→ Exercise aim
Reproduce all the entries exactly and keep the pictures out.

→ Material provided
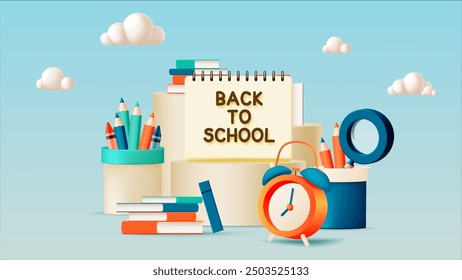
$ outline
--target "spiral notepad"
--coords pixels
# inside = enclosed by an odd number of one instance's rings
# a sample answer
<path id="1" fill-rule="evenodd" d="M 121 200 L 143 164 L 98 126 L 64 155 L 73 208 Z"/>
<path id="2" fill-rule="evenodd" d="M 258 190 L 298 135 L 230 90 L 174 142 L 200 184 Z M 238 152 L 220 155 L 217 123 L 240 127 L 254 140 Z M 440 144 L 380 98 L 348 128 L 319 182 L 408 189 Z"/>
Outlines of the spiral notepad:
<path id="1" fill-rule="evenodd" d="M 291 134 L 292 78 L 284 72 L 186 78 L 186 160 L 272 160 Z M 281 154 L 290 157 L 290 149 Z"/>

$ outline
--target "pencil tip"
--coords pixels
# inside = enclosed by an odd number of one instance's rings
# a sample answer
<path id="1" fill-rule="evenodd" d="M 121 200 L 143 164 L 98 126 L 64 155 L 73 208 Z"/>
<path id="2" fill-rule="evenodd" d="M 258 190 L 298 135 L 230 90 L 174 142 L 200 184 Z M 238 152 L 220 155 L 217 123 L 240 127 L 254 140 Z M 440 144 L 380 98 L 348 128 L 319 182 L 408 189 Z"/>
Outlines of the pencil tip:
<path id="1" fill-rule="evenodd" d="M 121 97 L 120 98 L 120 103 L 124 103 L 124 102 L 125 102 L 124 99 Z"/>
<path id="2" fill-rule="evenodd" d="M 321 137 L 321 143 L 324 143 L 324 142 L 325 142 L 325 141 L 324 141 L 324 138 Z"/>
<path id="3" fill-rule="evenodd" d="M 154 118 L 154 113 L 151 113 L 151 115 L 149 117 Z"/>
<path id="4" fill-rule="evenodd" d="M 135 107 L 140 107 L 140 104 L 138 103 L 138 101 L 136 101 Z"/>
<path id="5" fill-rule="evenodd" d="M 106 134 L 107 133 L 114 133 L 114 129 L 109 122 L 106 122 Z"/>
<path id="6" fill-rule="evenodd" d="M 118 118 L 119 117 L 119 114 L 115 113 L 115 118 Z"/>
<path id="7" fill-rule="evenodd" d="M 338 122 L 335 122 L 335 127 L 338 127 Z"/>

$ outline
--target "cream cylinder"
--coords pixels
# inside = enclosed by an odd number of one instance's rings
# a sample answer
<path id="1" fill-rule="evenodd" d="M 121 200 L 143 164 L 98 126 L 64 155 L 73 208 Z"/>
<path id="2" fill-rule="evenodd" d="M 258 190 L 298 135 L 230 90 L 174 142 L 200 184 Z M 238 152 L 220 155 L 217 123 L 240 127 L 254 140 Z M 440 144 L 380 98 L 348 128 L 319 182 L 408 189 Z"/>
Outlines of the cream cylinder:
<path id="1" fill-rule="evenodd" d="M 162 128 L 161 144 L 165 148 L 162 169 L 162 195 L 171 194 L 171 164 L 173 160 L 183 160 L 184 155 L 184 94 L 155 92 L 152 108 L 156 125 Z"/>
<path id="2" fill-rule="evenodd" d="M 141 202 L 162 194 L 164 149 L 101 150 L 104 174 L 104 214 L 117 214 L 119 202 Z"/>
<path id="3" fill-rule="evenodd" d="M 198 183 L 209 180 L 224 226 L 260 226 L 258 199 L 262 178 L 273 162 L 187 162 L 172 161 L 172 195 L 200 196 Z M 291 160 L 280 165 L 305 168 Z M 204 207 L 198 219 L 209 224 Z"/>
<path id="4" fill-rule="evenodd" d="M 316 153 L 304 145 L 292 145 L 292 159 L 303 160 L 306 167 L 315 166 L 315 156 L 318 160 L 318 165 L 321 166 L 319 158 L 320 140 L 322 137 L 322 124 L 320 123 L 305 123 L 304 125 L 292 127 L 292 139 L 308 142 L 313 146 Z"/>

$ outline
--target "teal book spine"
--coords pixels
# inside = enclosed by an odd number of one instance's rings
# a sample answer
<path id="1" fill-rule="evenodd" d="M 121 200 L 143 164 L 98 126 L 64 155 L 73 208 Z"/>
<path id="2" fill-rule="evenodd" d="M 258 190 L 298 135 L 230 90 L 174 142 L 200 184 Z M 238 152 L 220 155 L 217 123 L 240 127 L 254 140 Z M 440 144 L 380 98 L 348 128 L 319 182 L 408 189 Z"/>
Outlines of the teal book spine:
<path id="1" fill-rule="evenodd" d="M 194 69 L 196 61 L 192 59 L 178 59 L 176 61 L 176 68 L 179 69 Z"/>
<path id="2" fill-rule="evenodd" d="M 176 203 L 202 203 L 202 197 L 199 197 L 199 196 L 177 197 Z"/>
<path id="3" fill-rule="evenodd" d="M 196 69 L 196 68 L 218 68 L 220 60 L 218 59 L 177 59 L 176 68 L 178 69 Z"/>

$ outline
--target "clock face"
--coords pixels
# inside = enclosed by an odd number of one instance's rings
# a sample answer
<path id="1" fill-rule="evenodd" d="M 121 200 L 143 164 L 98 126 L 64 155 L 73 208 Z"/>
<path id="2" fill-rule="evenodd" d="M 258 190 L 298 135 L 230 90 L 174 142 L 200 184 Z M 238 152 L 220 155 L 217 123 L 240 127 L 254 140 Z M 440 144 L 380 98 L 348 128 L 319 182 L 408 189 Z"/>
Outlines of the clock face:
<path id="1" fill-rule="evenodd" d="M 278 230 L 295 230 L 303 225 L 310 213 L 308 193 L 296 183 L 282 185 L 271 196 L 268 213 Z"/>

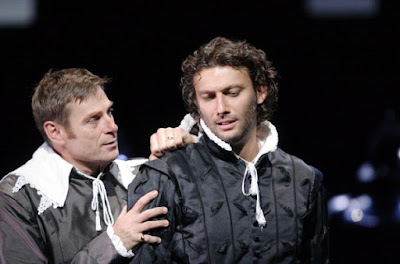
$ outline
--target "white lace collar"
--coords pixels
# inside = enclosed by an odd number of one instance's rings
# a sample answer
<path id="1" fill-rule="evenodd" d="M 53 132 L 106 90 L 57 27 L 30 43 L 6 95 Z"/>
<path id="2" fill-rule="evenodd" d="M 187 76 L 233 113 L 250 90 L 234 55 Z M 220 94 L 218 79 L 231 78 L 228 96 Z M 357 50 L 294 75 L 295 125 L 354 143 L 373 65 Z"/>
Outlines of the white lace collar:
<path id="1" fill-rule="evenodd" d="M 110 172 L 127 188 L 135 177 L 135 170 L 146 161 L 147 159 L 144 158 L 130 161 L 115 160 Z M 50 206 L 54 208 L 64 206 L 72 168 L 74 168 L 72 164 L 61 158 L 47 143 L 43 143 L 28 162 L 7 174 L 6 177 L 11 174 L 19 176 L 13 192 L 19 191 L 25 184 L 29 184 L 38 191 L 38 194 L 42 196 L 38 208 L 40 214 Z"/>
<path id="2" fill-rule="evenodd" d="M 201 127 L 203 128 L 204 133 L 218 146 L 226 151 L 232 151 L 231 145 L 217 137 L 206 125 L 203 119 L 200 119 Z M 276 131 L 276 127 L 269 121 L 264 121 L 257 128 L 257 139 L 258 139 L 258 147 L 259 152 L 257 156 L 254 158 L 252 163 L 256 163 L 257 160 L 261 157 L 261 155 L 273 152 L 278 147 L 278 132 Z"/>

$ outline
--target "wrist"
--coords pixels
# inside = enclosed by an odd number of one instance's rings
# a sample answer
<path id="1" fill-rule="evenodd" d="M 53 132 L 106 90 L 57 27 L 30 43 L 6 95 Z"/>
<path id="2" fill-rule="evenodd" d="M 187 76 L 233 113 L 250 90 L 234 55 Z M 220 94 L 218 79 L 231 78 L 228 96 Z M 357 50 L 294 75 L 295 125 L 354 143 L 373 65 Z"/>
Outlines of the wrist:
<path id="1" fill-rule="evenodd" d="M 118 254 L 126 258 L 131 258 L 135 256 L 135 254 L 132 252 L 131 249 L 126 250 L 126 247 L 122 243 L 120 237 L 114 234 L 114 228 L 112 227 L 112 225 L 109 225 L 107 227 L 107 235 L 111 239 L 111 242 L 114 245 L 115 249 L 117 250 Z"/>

→ Completed exercise
$ outline
--target "spiral notepad"
--coords pixels
# inside = enclosed by an odd number of one instance's rings
# a sample answer
<path id="1" fill-rule="evenodd" d="M 121 200 L 143 164 L 98 126 L 64 155 L 73 208 Z"/>
<path id="2" fill-rule="evenodd" d="M 258 190 L 298 135 L 230 90 L 174 142 L 200 184 Z M 238 152 L 220 155 L 217 123 L 240 127 L 254 140 Z M 440 144 L 380 98 L 348 128 L 319 182 L 408 189 Z"/>
Outlines of the spiral notepad:
<path id="1" fill-rule="evenodd" d="M 291 134 L 292 78 L 284 72 L 186 78 L 186 160 L 272 160 Z M 281 154 L 290 157 L 290 149 Z"/>

$ outline
--target "pencil tip"
--coords pixels
# inside = enclosed by an odd number of one instance's rings
# a sample answer
<path id="1" fill-rule="evenodd" d="M 121 200 L 143 164 L 98 126 L 64 155 L 73 208 Z"/>
<path id="2" fill-rule="evenodd" d="M 258 190 L 298 135 L 230 90 L 174 142 L 200 184 Z M 238 152 L 220 155 L 217 123 L 240 127 L 254 140 Z M 440 144 L 380 98 L 348 128 L 319 182 L 408 189 Z"/>
Outlines of the pencil tip:
<path id="1" fill-rule="evenodd" d="M 121 97 L 120 98 L 120 103 L 124 103 L 124 102 L 125 102 L 124 99 Z"/>
<path id="2" fill-rule="evenodd" d="M 321 137 L 321 143 L 324 143 L 324 142 L 325 142 L 325 141 L 324 141 L 324 138 Z"/>
<path id="3" fill-rule="evenodd" d="M 154 118 L 154 113 L 151 113 L 151 115 L 149 117 Z"/>
<path id="4" fill-rule="evenodd" d="M 135 107 L 140 107 L 140 104 L 138 103 L 138 101 L 136 101 Z"/>
<path id="5" fill-rule="evenodd" d="M 106 134 L 107 133 L 114 133 L 114 129 L 109 122 L 106 122 Z"/>
<path id="6" fill-rule="evenodd" d="M 118 118 L 119 117 L 119 114 L 115 113 L 115 118 Z"/>
<path id="7" fill-rule="evenodd" d="M 338 122 L 335 122 L 335 127 L 338 127 Z"/>

$ outline
--target "cream cylinder"
--coords pixels
# inside = enclosed by an odd number of one instance's rings
# a sample answer
<path id="1" fill-rule="evenodd" d="M 121 200 L 143 164 L 98 126 L 64 155 L 73 208 Z"/>
<path id="2" fill-rule="evenodd" d="M 258 190 L 298 135 L 230 90 L 174 142 L 200 184 Z M 238 152 L 220 155 L 217 123 L 240 127 L 254 140 Z M 440 144 L 380 98 L 348 128 L 319 182 L 408 189 Z"/>
Outlines of the cream cylinder:
<path id="1" fill-rule="evenodd" d="M 162 128 L 161 144 L 165 148 L 162 169 L 162 195 L 171 194 L 171 164 L 173 160 L 183 160 L 184 155 L 184 94 L 155 92 L 152 108 L 156 125 Z"/>
<path id="2" fill-rule="evenodd" d="M 141 202 L 162 194 L 164 149 L 101 150 L 104 174 L 104 214 L 117 214 L 119 202 Z"/>
<path id="3" fill-rule="evenodd" d="M 198 183 L 209 180 L 224 226 L 260 226 L 258 199 L 262 178 L 273 162 L 187 162 L 172 161 L 172 195 L 200 196 Z M 291 160 L 280 165 L 305 168 Z M 204 207 L 198 219 L 209 224 Z"/>
<path id="4" fill-rule="evenodd" d="M 316 153 L 304 145 L 292 145 L 292 159 L 303 160 L 306 167 L 315 166 L 315 156 L 318 160 L 318 165 L 321 166 L 319 158 L 320 140 L 322 137 L 322 124 L 320 123 L 305 123 L 304 125 L 292 127 L 292 139 L 308 142 L 313 146 Z"/>

$ outline
--target "teal book spine"
--coords pixels
# inside = enclosed by an odd number of one instance's rings
# a sample answer
<path id="1" fill-rule="evenodd" d="M 121 200 L 143 164 L 98 126 L 64 155 L 73 208 Z"/>
<path id="2" fill-rule="evenodd" d="M 258 190 L 298 135 L 230 90 L 174 142 L 200 184 Z M 238 152 L 220 155 L 217 123 L 240 127 L 254 140 Z M 440 144 L 380 98 L 348 128 L 319 182 L 408 189 Z"/>
Outlines of the teal book spine:
<path id="1" fill-rule="evenodd" d="M 194 69 L 196 61 L 192 59 L 178 59 L 176 61 L 176 68 L 179 69 Z"/>
<path id="2" fill-rule="evenodd" d="M 176 203 L 202 203 L 202 197 L 199 197 L 199 196 L 177 197 Z"/>
<path id="3" fill-rule="evenodd" d="M 196 69 L 196 68 L 218 68 L 220 60 L 218 59 L 177 59 L 176 68 L 178 69 Z"/>

$ outline
--target "clock face"
--coords pixels
# inside = enclosed by an odd number of one instance's rings
# a sample answer
<path id="1" fill-rule="evenodd" d="M 121 200 L 143 164 L 98 126 L 64 155 L 73 208 Z"/>
<path id="2" fill-rule="evenodd" d="M 258 190 L 298 135 L 230 90 L 174 142 L 200 184 Z M 238 152 L 220 155 L 217 123 L 240 127 L 254 140 Z M 440 144 L 380 98 L 348 128 L 319 182 L 408 189 Z"/>
Outlines of the clock face:
<path id="1" fill-rule="evenodd" d="M 278 230 L 295 230 L 303 225 L 310 213 L 308 193 L 296 183 L 282 185 L 271 196 L 268 213 Z"/>

$ outline
--target "white lace collar"
--coords pixels
# inside = enclosed by an odd number of one instance's rings
# a sample answer
<path id="1" fill-rule="evenodd" d="M 53 132 L 106 90 L 57 27 L 30 43 L 6 95 Z"/>
<path id="2" fill-rule="evenodd" d="M 187 76 L 233 113 L 250 90 L 234 55 Z M 220 94 L 218 79 L 231 78 L 228 96 Z M 357 50 L 294 75 L 295 125 L 354 143 L 373 65 Z"/>
Outlines of the white lace collar:
<path id="1" fill-rule="evenodd" d="M 110 172 L 127 188 L 135 177 L 135 170 L 146 161 L 147 159 L 144 158 L 130 161 L 115 160 Z M 50 206 L 54 208 L 64 206 L 72 168 L 74 168 L 72 164 L 61 158 L 47 143 L 43 143 L 28 162 L 7 174 L 6 177 L 11 174 L 19 176 L 13 192 L 19 191 L 25 184 L 29 184 L 38 191 L 38 194 L 42 196 L 38 208 L 40 214 Z"/>
<path id="2" fill-rule="evenodd" d="M 201 127 L 203 128 L 204 133 L 218 146 L 226 151 L 232 151 L 231 145 L 217 137 L 206 125 L 203 119 L 200 119 Z M 276 131 L 276 127 L 269 121 L 264 121 L 257 128 L 257 139 L 258 139 L 258 147 L 259 152 L 257 156 L 254 158 L 252 163 L 256 163 L 257 160 L 261 157 L 261 155 L 273 152 L 278 147 L 278 132 Z"/>

$ outline
--target "wrist"
--coords pixels
# inside = enclosed by an odd number of one instance's rings
# a sample answer
<path id="1" fill-rule="evenodd" d="M 53 132 L 106 90 L 57 27 L 30 43 L 6 95 Z"/>
<path id="2" fill-rule="evenodd" d="M 187 76 L 233 113 L 250 90 L 234 55 Z M 220 94 L 218 79 L 231 78 L 228 96 Z M 357 50 L 294 75 L 295 125 L 354 143 L 373 65 Z"/>
Outlines of the wrist:
<path id="1" fill-rule="evenodd" d="M 118 254 L 126 258 L 131 258 L 135 256 L 135 254 L 132 252 L 131 249 L 126 250 L 126 247 L 122 243 L 120 237 L 114 234 L 114 228 L 112 227 L 112 225 L 109 225 L 107 227 L 107 235 L 111 239 L 111 242 L 114 245 L 115 249 L 117 250 Z"/>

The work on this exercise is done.